▶ _Short task_
Can you write out these records again, replacing every "the still above" with "the photo above" and changing nothing else, and leave the pictures out of your answer?

═════ Recorded data

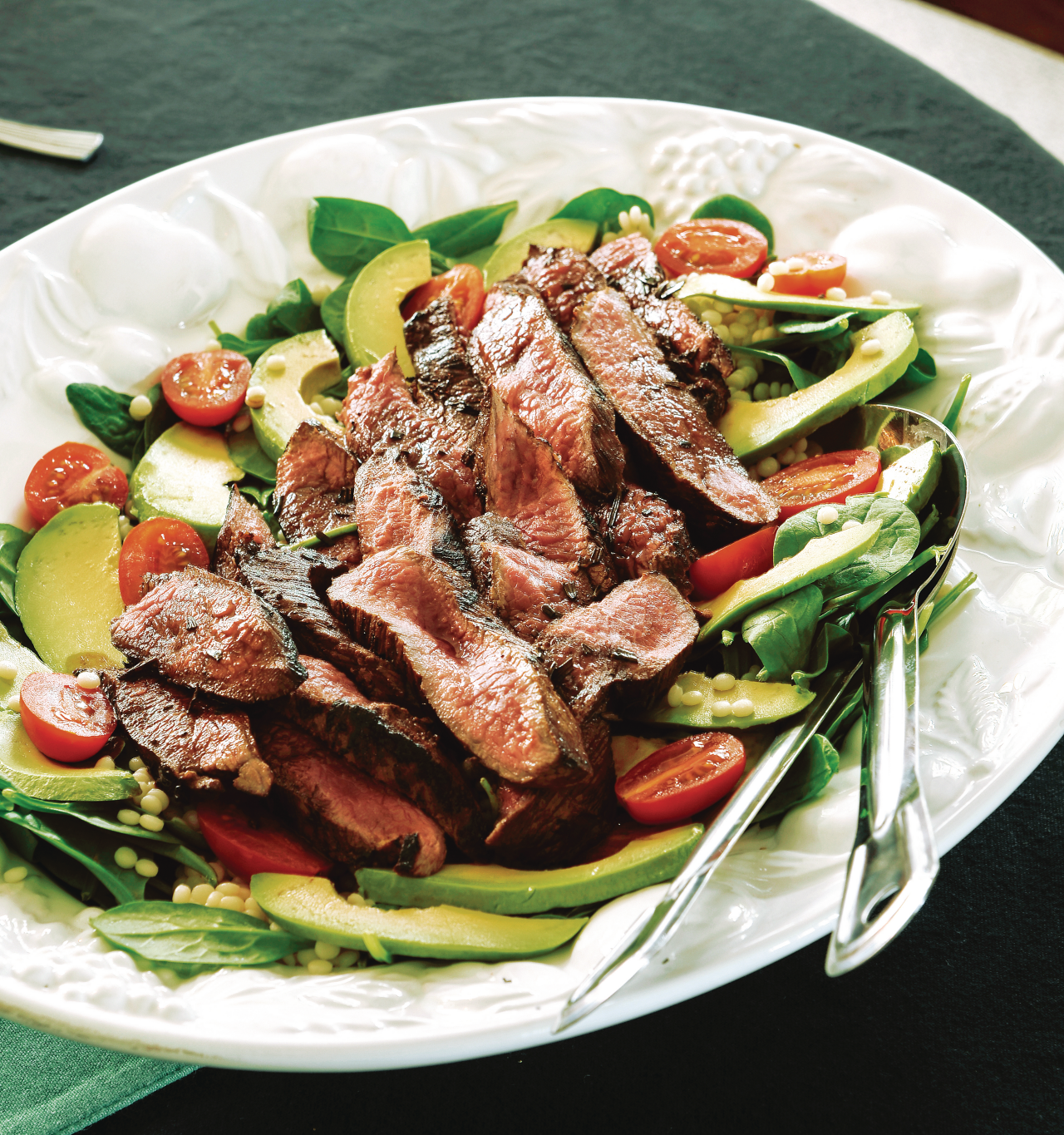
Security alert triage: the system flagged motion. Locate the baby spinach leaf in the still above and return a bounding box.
[410,201,517,261]
[310,198,411,276]
[743,584,824,682]
[550,187,653,237]
[91,902,304,966]
[691,193,775,260]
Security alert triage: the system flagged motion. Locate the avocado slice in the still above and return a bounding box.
[485,217,599,287]
[343,240,432,378]
[355,824,703,915]
[677,273,920,321]
[130,422,244,550]
[694,520,880,643]
[717,311,919,464]
[877,441,943,512]
[251,874,588,961]
[15,501,126,674]
[251,332,340,462]
[642,673,815,728]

══════════

▶ _Expected answer_
Security alert triage: the system flagged motion. Locate the baby spinach leaf in the photo above and return a bounding box.
[410,201,517,261]
[310,198,411,276]
[743,584,824,682]
[550,187,653,237]
[91,902,304,966]
[691,193,775,260]
Security alert triage: the system flagged motion. Locate the avocado slice in the photo above and return a bounding box.
[485,217,599,287]
[343,240,432,378]
[355,824,703,915]
[677,273,920,321]
[130,422,244,550]
[694,520,880,643]
[717,311,919,464]
[877,441,943,512]
[251,874,588,961]
[15,501,126,674]
[251,332,340,462]
[642,673,815,728]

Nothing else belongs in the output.